Assigned task: One part of the entries below is wanted: the lines from the one containing "34L27 38L26 45L30" through the one containing "positive clicks: (45, 2) (128, 1) (21, 2)". Write those out exactly and nothing else.

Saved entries
BEGIN

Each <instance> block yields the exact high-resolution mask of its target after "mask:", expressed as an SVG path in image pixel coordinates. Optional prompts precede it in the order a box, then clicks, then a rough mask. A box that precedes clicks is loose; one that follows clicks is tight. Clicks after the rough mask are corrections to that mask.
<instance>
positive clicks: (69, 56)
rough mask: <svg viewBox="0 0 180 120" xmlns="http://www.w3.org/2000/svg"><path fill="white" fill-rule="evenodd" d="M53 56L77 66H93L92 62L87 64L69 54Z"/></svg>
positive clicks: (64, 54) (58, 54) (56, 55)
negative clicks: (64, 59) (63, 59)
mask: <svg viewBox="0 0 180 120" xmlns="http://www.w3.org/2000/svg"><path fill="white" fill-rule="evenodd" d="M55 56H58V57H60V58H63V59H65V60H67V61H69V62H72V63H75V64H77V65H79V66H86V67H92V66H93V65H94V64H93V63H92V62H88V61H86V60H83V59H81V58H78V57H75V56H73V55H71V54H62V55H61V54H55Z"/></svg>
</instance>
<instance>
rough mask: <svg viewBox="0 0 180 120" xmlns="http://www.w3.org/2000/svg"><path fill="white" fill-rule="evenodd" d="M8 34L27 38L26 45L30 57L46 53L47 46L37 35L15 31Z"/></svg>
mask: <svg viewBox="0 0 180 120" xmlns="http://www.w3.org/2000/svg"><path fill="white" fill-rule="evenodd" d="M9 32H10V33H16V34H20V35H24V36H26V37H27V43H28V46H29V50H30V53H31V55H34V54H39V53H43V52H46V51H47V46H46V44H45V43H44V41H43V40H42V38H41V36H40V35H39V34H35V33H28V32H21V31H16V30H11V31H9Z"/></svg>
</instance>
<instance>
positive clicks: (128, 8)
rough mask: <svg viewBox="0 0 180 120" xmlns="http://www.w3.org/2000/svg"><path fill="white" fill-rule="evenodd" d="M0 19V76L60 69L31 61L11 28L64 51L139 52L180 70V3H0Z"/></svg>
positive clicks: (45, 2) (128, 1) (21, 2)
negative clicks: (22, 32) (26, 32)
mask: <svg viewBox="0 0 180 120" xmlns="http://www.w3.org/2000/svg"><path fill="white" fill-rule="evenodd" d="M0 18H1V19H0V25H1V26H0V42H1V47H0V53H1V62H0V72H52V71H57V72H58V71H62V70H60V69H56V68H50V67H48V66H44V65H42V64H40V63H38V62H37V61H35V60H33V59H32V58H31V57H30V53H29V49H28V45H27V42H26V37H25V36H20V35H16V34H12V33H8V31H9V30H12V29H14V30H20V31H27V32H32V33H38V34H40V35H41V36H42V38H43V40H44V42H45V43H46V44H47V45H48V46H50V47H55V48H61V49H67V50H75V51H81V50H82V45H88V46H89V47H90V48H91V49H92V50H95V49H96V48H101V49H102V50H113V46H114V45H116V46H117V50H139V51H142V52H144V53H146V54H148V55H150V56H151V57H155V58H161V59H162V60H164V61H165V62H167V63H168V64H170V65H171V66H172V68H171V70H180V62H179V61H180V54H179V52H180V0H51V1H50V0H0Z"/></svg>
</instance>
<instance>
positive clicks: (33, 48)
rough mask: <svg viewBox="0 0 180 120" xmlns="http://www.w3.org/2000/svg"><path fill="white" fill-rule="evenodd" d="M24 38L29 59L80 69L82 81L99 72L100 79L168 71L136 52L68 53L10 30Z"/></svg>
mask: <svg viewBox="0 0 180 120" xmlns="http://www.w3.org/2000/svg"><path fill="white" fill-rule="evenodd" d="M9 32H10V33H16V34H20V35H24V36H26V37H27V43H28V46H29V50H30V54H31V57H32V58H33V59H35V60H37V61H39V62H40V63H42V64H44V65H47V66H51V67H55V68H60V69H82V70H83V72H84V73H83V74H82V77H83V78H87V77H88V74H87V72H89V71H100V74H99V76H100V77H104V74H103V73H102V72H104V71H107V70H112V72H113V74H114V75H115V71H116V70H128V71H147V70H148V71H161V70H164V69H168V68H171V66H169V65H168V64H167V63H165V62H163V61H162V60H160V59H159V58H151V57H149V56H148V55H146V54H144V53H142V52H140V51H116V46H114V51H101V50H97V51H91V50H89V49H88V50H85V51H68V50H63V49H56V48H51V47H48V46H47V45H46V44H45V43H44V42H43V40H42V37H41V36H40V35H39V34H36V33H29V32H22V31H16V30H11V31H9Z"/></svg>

END

Exercise answer:
rough mask: <svg viewBox="0 0 180 120" xmlns="http://www.w3.org/2000/svg"><path fill="white" fill-rule="evenodd" d="M8 34L27 38L26 45L30 57L46 53L47 46L37 35L15 31Z"/></svg>
mask: <svg viewBox="0 0 180 120" xmlns="http://www.w3.org/2000/svg"><path fill="white" fill-rule="evenodd" d="M9 32H10V33H16V34H20V35H24V36H26V37H27V43H28V46H29V50H30V53H31V55H34V54H39V53H43V52H46V51H47V46H46V44H45V43H44V41H43V40H42V38H41V36H40V35H39V34H35V33H28V32H21V31H16V30H11V31H9Z"/></svg>
</instance>
<instance>
positive clicks: (128, 8)
rough mask: <svg viewBox="0 0 180 120" xmlns="http://www.w3.org/2000/svg"><path fill="white" fill-rule="evenodd" d="M0 19V76L60 69L31 61L11 28L64 51L139 52L180 70V3H0Z"/></svg>
positive clicks: (45, 2) (128, 1) (21, 2)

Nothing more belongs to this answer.